• Passage provided:
=-=-=

Uber Elevate claims Uber Air will be ready for lift off in 2023. And it’s thinking about where these app-based, flying taxis will take off and land.

To that end they tapped eight design teams to come up with concepts for what they call Skyports, to be located in Los Angeles, Dallas and Melbourne.

DnA talks to architects Craig Hodgetts of Mithun/Hodgetts + Fung, Gensler’s Terence Young, and Seleta Reynolds, head of LA’s Department of Transportation, about the viability of the technology, what a “Skyport” might look like and how flying cars might impact people on the ground.

An Uber Air vehicle is not an airplane. It is an eVTOL (electric vertical takeoff and landing) aircraft or air taxi. And that means, says Young, “it acts like a helicopter upon arrival and departure and it acts like an airplane in flight. It's engineered for multiple passengers; it’s engineered for electric power, which is the key to keeping costs down and creating greater sustainability; and also keeping noise down.”

Young and Hodgetts both attended the Uber Elevate summit and Hodgetts says he drank the Uber Air Kool Aid: “First and foremost, it's a transformative idea. It's an idea which Uber has been pursuing, much to my amazement, to kind of harness all forms of mobility and orchestrate them to maximize their utilization, [including] scooters, bikes, trains, buses, transit vehicles, aircraft and driverless cars.”

The concept is that these air taxis would race around the Southland, at a height of up to 400 feet, and they would follow transit channels, like freeways, so they would not be buzzing around indiscriminately. They would be part of a complete transit network interconnecting ground and air mobility at termini they call Skyports. The challenge to the designers was to situate these Skyports -- two football fields in size, says Hodgetts -- and figure out what role they would play in the urban fabric.

“It's situated in the middle of the city, as opposed to an airport which tends to want to be as far away from urban populations as possible,” explains Young. “So airspace is geared towards managing larger aircraft, whereas this is geared toward managing craft that are the size of cars.”

Gensler placed theirs by the freeway, right by the transit channel but intended to deliver urban amenities: “underneath the canopy of the flight deck you can have gyms, fresh markets, you could have health care, you could have an urgent care, you could have all of these things that people are kind of missing in a place like Los Angeles because our neighborhoods are kind of split up.”

=-=-=

• Work order 1:
According to the Skyport passage, what is the maximum height at which the air taxis would fly?
• Work order 2:
Which forms of mobility does Hodgetts say Uber wants to harness and orchestrate, according to the Skyport passage? List them all.
• Work order 3:
Pick up the Skyport passage after its final sentence and continue it for a paragraph or two.
The lines after this note come from a different source than the Skyport passage.

• Data extract:
=-=-=

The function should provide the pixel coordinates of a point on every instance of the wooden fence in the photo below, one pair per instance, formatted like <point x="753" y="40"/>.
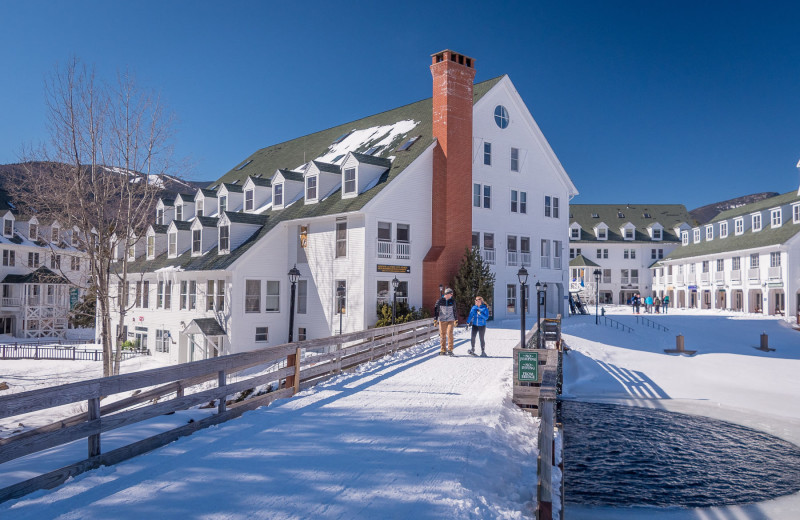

=-=-=

• Task output 1:
Up to 400 feet.

• Task output 2:
Scooters, bikes, trains, buses, transit vehicles, aircraft and driverless cars.

• Task output 3:
Mithun | Hodgetts + Fung’s concept, explained Craig Hodgetts, is to turn the Skyport into “a community asset” with an elevated, transparent landing field above a public park. “So looking up you would see the aircraft landing, the sun would penetrate it, cast shadows down below and create a very, we think, sublime park-like atmosphere below the parking and landing area.”

Now the viability of the urban air taxi will be fully tested when the rubber hits the road, as in, when the devices work safely and when they face the approval process with the many stakeholders, like aviation officials, community groups, lawmakers and transportation planners.

Seleta Reynolds heads LA’s Department of Transportation and says the design concepts for Uber Air Skyports are impressive, “but most of them, from my perspective, still have a little bit of work to do in showing something that really integrates into the fabric of a city.”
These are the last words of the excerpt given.